- **Trecho de texto**:
══════════

A pesquisa é outro procedimento fundamental para que a reportagem entenda do que está falando. È graças a ela que se apura o processo histórico em curso, suas origens, a realidade que permeia o problema e as possíveis soluções, ou tentativas de, ao longo do tempo. Ao se preparar para as entrevistas o repórter precisa saber quais são as possíveis perguntas que o cidadão faria à autoridade para que as notícias contenham as respostas que interessam ao leitor. Para cumprir sua função social de verificar se aquilo que foi concebido pelo governo está de acordo com as necessidades daqueles a quem a política se destina é necessário, antes de tudo, ouvi-los.
Nas matérias, a definição do público-alvo da política habitacional esta confusa. Em uma matéria a ministra Dilma Rousseff fala que o programa se destina a municípios com mais de 50 mil habitantes, e, em outra, o presidente Lula fala que se destina a moradores de cidades com mais de 100 mil habitantes. Esta falta de precisão nos números pode incluir ou excluir alguns milhões de brasileiros do acesso à política pública. Uma apuração mais detalhada nas fontes citadas poderia certamente resolver o impasse antes que ele chegasse ao leitor.
Ao analisar a questão do déficit habitacional as matérias citam a falta de 8 milhões de moradias mas não fazem menção às 6,7 milhões de moradias desocupadas, fechadas, que temos no país e que, em grande parte, estão a serviço da especulação imobiliária e da concentração de capital de seus proprietários. Será que o plano do governo prevê algum destino para esses imóveis? Seria possível reciclá-los ou reutilizá-los de maneira coletiva?

══════════

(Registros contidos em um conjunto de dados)
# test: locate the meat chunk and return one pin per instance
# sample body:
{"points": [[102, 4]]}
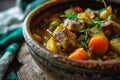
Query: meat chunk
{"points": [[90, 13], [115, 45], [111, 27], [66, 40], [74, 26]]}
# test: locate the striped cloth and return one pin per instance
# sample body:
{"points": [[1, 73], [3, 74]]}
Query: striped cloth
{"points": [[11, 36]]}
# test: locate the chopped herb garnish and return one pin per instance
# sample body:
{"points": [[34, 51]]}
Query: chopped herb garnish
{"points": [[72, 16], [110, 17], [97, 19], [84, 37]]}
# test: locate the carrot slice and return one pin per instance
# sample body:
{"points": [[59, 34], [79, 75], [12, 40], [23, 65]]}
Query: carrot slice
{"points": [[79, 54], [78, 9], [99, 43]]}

══════════

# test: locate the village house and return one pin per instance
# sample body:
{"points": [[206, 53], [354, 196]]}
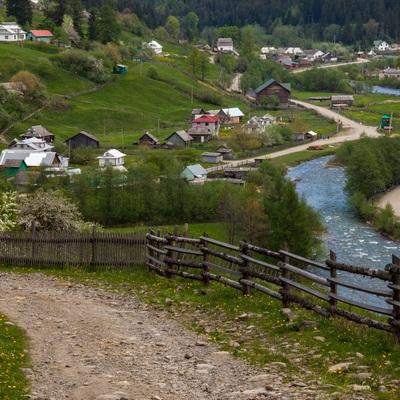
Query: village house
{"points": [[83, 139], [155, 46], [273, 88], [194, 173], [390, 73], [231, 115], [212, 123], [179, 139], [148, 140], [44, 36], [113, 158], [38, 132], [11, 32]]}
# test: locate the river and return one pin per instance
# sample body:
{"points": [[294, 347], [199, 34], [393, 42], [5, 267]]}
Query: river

══════════

- **Objetivo declarado**: Segundo o trecho sobre a cobertura da política habitacional, quantas moradias desocupadas existem no país?

- **Resposta final**: 6,7 milhões de moradias.